Text »
Segment Open

Newtown Pippin Apple Trees

  • Aromatic
  • Heavy Cropper
  • Hardy to zone 5

Newtown Pippin is an heirloom American apple variety with a history going back more than 250 years. It is one of the best-flavored dessert apples – aromatic with plenty of acid and pleasantly refreshing, and sometimes a pineapple-like note. The flesh is dense, crisp and juicy. It’s juice makes an excellent base for cider blending.

The Newtown Pippin is typically light green, sometimes with a yellow tinge. It is often russeted around the stem. The flesh is yellow and crisp. The flavor is complex and somewhat tart, and requires storage to develop properly; some sources ascribe to it a piney aroma. Newtown Pippin is a notably versatile apple, being excellent for eating fresh, cooking, and for juicing and hard cider.  When cooked Newtown Pippin retains some of its shape, and produces a textured puree with a very good rich flavor – definitely a very high quality culinary apple. It is now used commercially primarily for cider.

Segment Closed

Records supplied »

Segment Open

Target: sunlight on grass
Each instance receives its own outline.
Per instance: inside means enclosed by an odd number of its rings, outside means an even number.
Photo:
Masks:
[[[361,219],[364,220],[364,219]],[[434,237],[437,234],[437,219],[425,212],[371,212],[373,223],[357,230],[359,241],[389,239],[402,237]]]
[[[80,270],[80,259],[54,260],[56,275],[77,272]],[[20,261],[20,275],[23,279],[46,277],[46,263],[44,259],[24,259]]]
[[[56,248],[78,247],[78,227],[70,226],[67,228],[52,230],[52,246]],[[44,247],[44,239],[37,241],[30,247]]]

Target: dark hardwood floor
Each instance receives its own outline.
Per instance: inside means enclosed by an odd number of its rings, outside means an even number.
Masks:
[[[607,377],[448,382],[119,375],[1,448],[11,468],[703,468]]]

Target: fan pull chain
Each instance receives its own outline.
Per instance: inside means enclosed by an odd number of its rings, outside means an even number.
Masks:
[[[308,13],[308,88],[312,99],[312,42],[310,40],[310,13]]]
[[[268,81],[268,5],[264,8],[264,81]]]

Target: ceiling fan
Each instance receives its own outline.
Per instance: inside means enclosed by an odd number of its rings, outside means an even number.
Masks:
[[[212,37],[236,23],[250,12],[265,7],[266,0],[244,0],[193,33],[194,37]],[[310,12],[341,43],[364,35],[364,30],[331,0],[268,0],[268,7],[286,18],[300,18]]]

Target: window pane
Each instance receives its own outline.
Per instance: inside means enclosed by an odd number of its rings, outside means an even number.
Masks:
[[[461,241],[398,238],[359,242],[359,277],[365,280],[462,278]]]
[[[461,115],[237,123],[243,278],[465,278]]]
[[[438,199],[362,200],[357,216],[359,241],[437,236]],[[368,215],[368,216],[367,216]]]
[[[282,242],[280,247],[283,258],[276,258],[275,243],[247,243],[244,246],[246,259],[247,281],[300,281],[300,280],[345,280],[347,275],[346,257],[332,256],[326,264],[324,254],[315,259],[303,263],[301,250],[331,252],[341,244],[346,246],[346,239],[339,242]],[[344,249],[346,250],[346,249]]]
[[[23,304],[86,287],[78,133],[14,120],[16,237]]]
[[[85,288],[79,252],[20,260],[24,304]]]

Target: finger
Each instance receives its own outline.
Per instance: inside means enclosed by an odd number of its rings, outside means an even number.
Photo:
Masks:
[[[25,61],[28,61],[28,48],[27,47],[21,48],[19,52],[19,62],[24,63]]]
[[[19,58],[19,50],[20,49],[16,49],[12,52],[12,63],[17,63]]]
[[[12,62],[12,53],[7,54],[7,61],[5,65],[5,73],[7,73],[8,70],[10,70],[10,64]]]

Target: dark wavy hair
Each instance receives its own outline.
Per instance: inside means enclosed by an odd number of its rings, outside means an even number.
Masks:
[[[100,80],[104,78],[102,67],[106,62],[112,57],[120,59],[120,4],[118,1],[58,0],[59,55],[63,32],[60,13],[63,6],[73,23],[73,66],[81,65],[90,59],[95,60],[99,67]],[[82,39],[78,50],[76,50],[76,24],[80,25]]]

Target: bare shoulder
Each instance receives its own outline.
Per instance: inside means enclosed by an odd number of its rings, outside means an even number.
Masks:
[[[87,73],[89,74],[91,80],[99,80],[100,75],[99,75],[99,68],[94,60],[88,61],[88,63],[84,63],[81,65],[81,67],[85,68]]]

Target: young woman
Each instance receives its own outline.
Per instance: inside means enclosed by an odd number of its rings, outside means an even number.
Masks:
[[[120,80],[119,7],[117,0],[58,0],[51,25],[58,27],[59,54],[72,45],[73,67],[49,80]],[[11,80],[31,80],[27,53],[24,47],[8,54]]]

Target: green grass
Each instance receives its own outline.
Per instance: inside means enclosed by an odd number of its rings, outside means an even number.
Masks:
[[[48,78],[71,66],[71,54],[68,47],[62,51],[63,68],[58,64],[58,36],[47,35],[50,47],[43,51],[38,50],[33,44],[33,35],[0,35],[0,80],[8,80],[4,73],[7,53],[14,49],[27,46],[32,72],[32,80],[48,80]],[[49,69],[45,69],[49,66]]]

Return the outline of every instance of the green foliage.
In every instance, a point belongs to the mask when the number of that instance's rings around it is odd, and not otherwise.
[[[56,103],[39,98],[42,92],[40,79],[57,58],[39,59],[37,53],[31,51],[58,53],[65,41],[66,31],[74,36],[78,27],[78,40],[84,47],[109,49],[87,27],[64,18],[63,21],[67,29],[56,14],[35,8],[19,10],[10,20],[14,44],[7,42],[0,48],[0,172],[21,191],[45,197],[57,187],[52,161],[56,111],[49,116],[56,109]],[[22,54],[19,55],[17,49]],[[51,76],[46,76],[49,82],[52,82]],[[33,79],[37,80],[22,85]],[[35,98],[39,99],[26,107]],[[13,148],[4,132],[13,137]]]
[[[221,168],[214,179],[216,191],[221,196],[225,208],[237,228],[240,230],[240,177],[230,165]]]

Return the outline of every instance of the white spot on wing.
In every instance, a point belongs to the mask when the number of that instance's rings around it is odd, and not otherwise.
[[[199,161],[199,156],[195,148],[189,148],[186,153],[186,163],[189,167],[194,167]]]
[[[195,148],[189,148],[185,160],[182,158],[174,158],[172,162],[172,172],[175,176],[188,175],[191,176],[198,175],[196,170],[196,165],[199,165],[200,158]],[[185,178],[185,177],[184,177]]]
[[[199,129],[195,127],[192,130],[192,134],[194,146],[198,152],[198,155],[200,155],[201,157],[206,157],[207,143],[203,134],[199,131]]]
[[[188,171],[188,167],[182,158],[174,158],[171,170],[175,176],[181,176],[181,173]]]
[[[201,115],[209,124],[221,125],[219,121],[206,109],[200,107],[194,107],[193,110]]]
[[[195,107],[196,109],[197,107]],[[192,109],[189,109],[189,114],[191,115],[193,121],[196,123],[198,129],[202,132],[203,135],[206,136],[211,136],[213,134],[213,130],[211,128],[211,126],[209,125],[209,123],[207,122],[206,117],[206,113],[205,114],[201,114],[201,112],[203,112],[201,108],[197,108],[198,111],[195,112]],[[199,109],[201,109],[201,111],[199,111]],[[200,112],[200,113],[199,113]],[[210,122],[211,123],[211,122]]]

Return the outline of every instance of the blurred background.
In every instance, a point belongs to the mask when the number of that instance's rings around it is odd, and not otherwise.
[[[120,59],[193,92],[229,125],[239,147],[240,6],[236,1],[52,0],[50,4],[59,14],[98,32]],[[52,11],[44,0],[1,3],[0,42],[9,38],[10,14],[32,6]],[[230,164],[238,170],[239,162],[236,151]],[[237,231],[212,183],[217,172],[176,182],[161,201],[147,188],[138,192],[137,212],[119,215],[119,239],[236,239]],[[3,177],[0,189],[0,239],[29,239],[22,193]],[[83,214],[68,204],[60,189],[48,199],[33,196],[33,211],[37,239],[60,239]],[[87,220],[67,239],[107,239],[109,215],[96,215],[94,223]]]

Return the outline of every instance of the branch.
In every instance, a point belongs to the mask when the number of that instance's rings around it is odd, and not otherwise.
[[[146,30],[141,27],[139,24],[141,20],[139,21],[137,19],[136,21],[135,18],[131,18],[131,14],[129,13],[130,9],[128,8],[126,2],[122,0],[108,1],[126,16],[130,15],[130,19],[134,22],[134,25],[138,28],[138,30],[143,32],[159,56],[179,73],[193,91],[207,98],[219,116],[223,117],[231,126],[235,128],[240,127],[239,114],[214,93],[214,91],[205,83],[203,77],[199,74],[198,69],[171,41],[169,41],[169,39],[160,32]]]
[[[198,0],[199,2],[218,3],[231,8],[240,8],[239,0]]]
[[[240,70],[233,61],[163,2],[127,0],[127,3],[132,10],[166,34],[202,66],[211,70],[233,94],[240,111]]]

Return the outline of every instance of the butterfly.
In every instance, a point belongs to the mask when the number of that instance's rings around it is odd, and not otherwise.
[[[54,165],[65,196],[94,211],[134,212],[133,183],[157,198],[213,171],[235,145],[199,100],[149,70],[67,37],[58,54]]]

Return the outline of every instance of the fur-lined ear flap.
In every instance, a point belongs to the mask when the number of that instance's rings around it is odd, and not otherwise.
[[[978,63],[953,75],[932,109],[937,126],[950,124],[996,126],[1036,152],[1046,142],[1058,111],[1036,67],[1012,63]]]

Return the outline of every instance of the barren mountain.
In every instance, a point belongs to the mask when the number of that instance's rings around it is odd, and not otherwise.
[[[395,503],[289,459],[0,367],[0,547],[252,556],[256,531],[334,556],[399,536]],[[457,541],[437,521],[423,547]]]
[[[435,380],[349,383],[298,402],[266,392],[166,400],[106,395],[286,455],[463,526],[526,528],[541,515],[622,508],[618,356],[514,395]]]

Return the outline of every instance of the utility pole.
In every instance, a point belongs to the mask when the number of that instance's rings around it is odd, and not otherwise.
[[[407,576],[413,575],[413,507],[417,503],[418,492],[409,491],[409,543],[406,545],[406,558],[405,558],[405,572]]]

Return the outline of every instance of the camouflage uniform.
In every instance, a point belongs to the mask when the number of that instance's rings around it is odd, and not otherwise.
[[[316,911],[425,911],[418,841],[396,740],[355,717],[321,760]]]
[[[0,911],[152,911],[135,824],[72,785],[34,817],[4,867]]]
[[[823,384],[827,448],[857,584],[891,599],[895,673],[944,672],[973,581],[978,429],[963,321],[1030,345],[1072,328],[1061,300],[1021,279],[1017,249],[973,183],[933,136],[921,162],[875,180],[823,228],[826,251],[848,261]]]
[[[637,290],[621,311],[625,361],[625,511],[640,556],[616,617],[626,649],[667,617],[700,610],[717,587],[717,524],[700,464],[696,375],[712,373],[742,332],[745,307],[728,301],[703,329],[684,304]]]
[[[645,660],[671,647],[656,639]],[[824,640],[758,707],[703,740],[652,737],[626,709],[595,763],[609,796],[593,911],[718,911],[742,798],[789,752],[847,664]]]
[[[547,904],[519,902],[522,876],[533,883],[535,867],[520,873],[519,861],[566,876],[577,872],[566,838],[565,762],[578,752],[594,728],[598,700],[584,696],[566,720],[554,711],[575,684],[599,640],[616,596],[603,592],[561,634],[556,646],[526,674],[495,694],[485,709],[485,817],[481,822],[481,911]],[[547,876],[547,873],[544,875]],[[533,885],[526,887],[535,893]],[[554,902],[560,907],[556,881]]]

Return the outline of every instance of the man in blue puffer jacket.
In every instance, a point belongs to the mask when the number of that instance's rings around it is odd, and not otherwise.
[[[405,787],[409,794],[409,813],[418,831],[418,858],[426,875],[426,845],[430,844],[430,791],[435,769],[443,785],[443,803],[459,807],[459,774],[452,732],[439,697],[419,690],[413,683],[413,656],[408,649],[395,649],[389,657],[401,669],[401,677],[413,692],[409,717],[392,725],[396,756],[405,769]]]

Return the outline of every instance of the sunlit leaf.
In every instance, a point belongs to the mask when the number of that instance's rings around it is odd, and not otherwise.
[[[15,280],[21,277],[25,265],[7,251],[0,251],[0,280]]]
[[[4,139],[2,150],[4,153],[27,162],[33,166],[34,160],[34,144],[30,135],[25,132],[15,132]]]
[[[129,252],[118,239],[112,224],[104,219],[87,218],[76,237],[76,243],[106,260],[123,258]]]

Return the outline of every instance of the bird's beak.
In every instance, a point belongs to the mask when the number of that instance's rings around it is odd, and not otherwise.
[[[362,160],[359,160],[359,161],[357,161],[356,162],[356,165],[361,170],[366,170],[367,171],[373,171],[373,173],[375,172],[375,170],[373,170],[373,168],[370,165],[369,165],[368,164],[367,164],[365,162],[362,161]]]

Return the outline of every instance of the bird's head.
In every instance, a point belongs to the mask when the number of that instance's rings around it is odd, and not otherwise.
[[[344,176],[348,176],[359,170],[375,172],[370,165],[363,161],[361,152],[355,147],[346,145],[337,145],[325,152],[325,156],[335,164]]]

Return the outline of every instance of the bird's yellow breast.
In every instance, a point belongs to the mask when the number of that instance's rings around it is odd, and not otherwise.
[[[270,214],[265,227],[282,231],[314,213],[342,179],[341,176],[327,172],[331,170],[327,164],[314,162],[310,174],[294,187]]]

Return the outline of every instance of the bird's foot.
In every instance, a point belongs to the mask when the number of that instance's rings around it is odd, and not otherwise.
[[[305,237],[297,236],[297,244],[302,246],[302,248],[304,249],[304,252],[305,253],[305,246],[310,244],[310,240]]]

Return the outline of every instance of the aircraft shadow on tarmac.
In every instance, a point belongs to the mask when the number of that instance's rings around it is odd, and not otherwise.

Segment Closed

To do »
1. From the Newtown Pippin description, reproduce word for word the passage from "Newtown Pippin is an" to "for cider blending.".
2. Answer these questions using the Newtown Pippin description:
(a) To what zone is the tree hardy?
(b) What color is the apple's skin typically?
(c) For what is the apple now used commercially?
3. Resume the Newtown Pippin description after its final sentence.

Answers by task »
1.
Newtown Pippin is an heirloom American apple variety with a history going back more than 250 years. It is one of the best-flavored dessert apples – aromatic with plenty of acid and pleasantly refreshing, and sometimes a pineapple-like note. The flesh is dense, crisp and juicy. It’s juice makes an excellent base for cider blending.

2.
(a) Zone 5
(b) Light green, sometimes with a yellow tinge
(c) Primarily for cider

3.
Newtown Pippin is regarded as a “winter” apple.  It is picked quite late in the season – late October in the eastern USA.  It is hard and unappetizing if eaten straight from the tree, instead it should be stored for 1-2 months, before being used over the winter period.

Newtown Pippin is one of the oldest American apple varieties, being well-known in the 18th century and probably raised as a seedling by early settlers on Long Island.  To get a sense of how unusually old it is, it was introduced from the USA to England in the mid 1750s – making it an old variety even by English standards.  Newtown Pippin was popularised by such well-known figures such as Thomas Jefferson and George Washington, and was very much an apple of its time.  It is also often called Albemarle Pippin.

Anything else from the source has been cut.